┌─ Text segment
Let $C$ be a quantum code and $P$ the projector onto $C$. Suppose $\mathcal{E}$ is a quantum operatiion with operation elements $\{E_i\}$. A necessary and sufficient condition for the existence of an error-correction operation $\mathcal{R}$ correcting $\mathcal{E}$ on $C$ is that:

$$P E_i^{\dagger} E_j P = \alpha_{ij} P$$

For some Hermitian matrix $\alpha$ of complex numbers.

To show the sufficient condition, he diagonalizes the matrix $\alpha$. Doing this, we end up with a simpler condition:

$$ P F_k^{\dagger} F_l P = d_{kl} P $$

Where $d_{kl}$ is the matrix element of a diagonal matrix.
└─
┌─ Data listing
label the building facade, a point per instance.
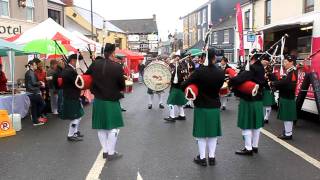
(142, 34)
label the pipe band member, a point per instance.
(71, 108)
(250, 113)
(287, 106)
(108, 82)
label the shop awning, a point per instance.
(301, 20)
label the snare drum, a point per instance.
(157, 76)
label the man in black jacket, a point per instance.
(287, 105)
(33, 88)
(108, 82)
(250, 114)
(207, 126)
(72, 108)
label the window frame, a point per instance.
(6, 16)
(307, 8)
(267, 19)
(224, 36)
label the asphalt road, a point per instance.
(157, 150)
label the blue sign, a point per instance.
(251, 38)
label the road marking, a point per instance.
(293, 149)
(96, 168)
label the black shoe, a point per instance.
(161, 106)
(244, 152)
(79, 134)
(170, 119)
(181, 118)
(188, 106)
(201, 162)
(284, 137)
(74, 139)
(212, 161)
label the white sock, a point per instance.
(160, 98)
(202, 147)
(267, 112)
(102, 135)
(181, 110)
(112, 140)
(73, 127)
(247, 135)
(150, 97)
(255, 137)
(224, 101)
(171, 111)
(212, 144)
(288, 127)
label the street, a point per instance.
(157, 150)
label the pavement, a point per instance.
(157, 150)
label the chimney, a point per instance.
(68, 2)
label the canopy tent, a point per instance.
(47, 30)
(97, 46)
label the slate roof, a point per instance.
(137, 26)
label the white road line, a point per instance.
(293, 149)
(96, 168)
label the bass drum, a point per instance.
(157, 76)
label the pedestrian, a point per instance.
(52, 77)
(108, 82)
(71, 108)
(250, 113)
(207, 126)
(33, 88)
(268, 96)
(287, 106)
(225, 92)
(176, 95)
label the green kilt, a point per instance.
(250, 115)
(287, 109)
(176, 97)
(106, 115)
(268, 98)
(71, 109)
(206, 122)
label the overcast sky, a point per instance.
(167, 11)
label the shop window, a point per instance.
(308, 6)
(268, 12)
(247, 19)
(30, 10)
(226, 36)
(55, 15)
(215, 38)
(4, 8)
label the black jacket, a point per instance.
(287, 85)
(31, 82)
(70, 90)
(256, 74)
(108, 79)
(209, 80)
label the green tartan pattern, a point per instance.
(250, 115)
(268, 98)
(176, 97)
(287, 109)
(206, 122)
(71, 109)
(106, 115)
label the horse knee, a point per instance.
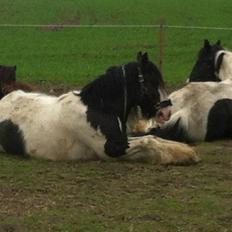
(115, 149)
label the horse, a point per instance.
(8, 82)
(202, 110)
(91, 124)
(214, 63)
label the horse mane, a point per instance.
(106, 93)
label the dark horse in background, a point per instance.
(8, 82)
(91, 124)
(202, 110)
(214, 63)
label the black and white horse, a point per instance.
(214, 63)
(202, 110)
(91, 124)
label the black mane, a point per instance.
(111, 96)
(106, 93)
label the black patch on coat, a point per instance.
(11, 138)
(105, 100)
(219, 123)
(117, 142)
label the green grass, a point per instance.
(39, 195)
(76, 56)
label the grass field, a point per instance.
(37, 195)
(76, 56)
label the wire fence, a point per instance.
(160, 34)
(118, 26)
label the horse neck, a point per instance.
(225, 71)
(107, 94)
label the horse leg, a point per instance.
(159, 151)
└─
Problems to solve:
A – Translate the following sentence from the quantum error-correction passage into French: "Let $C$ be a quantum code and $P$ the projector onto $C$."
B – Determine whether each statement agrees with the quantum error-correction passage. Answer yes or no for each, and quote the words of the passage that decide it.
(i) The matrix $\alpha$ in the condition must be Hermitian.
(ii) The condition given is sufficient but not necessary for an error-correction operation to exist.
(iii) After diagonalization, $d_{kl}$ is the matrix element of a diagonal matrix.
C – Proceed with the quantum error-correction passage, starting after its final sentence.
The records were drawn from a different source than the text.

Expected outputs:
A – Soit $C$ un code quantique et $P$ le projecteur sur $C$.

B –
(i) Yes: "For some Hermitian matrix $\alpha$ of complex numbers."
(ii) No: "A necessary and sufficient condition for the existence of an error-correction operation $\mathcal{R}$ correcting $\mathcal{E}$ on $C$"
(iii) Yes: "Where $d_{kl}$ is the matrix element of a diagonal matrix."

C –
The polar decomposition tells us that there exist a unitary $U_k$ such that:

$$F_k P = U_k \sqrt{P F_k^{\dagger} F_k P} = \sqrt{d_{kk}} U_k \sqrt{P} = \sqrt{d_{kk}} U_k P \tag{1}$$

My question

At this point, he says that the effect of $F_k$ is therefore to rotate the coding subspace into the subspace defined by the projector:

$$P_k \equiv U_k P U_k^{\dagger}$$

I am not sure to understand precisely this statement. I agree that $P_k F_k P = F_k P$ such that $P_k$ stabilizes the space $F_k C$. But how to be sure that $P_k$ is exactly a good projector. What I mean is that veryfing $P_k F_k P = F_k P$ is for sure not enough as $P_k=I$ would also do the job for instance.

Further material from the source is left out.